В своих лучших образцах живопись Нестерова переносит нас сквозь плоскость авансцены в воображаемый и прочувствованный мир, трогающий нас. Художник заставляет нас думать, будто мы знаем эти места и будто нас там тоже могут знать. Он убеждает нас, что это не просто пейзаж, а дорогое и разделяемое с близкими пространство – мир, который, по словам Люси Липпард, мы знаем не как туристы или зрители, а изнутри [Lip-pard 1997: 7–8].
Если проехать на велосипеде километров десять по сельской местности округа Мэн от моего дома, окажешься в месте, которое я теперь вижу нестеровским пейзажем. Это ничем не примечательная равнина в окружении елей, берез и сосен, растянувшаяся от дороги вниз и потом наверх, до холмов вдалеке. Два года назад, ранней весной, я как-то взяла с собою фотоаппарат в надежде запечатлеть то разлитое в атмосфере ожидание нового рождения, которое присутствует на стольких картинах Нестерова. Северные вёсны непостоянны и абсолютно непредсказуемы: березы покрываются бледными на фоне темно-зеленой ели листиками, папоротники продираются сквозь полог леса, завитки аспарагуса зеленеют в осыпавшейся, бурой прошлогодней листве. Именно этот уголок Мэна напоминает мне Нестерова из-за сливающихся здесь лесов и поляны, гармонии старых гигантских и тоненьких молодых деревьев, ощущения, будто в этот пейзаж можно войти, пусть туда и не ведет никакой тропинки. Картины Нестерова сделали конкретно этот пейзаж моей родины родным для меня; я остановилась, чтобы впитать его, сделать паузу и предаться созерцанию, прежде чем продолжить движение.

Записи из набора данных

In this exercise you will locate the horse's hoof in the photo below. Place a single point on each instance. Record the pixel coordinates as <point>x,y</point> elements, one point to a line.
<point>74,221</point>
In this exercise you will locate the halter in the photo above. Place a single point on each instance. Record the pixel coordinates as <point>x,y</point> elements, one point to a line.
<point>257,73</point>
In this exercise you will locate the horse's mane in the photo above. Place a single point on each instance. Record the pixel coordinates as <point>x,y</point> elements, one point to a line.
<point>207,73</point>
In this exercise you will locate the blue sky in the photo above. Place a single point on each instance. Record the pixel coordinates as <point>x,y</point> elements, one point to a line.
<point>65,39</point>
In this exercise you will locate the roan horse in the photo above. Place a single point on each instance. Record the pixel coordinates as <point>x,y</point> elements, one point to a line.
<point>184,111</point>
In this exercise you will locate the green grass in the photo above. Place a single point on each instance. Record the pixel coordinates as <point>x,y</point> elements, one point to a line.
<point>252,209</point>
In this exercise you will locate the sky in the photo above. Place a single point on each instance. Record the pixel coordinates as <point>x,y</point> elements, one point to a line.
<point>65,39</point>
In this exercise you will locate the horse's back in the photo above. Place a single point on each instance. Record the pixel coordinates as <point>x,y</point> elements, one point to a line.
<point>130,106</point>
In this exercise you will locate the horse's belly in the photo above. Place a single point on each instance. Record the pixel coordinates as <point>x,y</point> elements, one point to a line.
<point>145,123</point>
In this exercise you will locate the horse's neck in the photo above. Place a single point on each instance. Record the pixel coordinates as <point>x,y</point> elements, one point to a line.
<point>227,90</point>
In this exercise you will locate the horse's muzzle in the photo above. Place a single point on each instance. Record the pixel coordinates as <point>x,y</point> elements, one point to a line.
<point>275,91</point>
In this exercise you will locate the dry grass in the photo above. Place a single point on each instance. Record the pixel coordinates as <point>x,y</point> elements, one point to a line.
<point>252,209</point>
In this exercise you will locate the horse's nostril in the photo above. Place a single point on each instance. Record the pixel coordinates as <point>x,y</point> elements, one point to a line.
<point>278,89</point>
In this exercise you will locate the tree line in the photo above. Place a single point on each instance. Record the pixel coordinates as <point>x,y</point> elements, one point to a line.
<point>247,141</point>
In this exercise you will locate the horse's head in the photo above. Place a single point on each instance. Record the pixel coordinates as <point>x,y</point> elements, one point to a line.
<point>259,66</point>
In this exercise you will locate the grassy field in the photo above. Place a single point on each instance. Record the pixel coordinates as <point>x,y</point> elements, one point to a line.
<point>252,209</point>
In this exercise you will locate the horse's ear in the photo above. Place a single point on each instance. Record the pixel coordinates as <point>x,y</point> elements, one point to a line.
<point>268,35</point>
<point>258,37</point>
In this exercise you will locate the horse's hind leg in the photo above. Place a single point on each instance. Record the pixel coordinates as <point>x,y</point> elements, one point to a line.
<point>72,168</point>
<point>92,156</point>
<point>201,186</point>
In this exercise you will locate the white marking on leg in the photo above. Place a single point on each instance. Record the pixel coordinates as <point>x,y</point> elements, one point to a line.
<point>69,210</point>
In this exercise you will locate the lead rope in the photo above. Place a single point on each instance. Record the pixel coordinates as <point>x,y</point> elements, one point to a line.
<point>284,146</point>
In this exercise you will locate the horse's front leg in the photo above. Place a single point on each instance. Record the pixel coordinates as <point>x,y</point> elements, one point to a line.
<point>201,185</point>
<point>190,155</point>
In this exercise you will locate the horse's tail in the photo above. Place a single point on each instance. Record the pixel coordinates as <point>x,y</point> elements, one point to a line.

• [ЗАДАНИЕ]: Продолжите текст о нестеровском пейзаже, начав сразу после его последнего предложения.

• [ОТВЕТ]:
Когда я остановилась там сегодня, пейзаж немного изменился, и дело не только в том, что на дворе июль: ели на заднем плане, напоминающие оставленный без присмотра запас новогодних елок, теперь под два с половиной метра ростом, а поляна за ними заросла березой и кленом. Под рождественскими елочками оставлен небесно-голубой «шевроле» с красной моторной лодкой на прицепе. Я стою в тени раскидистого клена и пью из своей бутылочки с водой; пока я пью, по дороге проезжает местный фермер на тракторе и машет мне. Время заготавливать сено, и повсюду видны кучи травы и пучки мышиного горошка, скатавшиеся на ветру и выброшенные на асфальт. Через дорогу от «нестеровского» пейзажа – пограничная стена Новой Англии, с булыжниками, прорезающими злопамятную землю, которую наверняка обрабатывали, сколько было можно, пока фермер не переехал куда-то и не позволил клену и дубу вернуть ее в свои владения.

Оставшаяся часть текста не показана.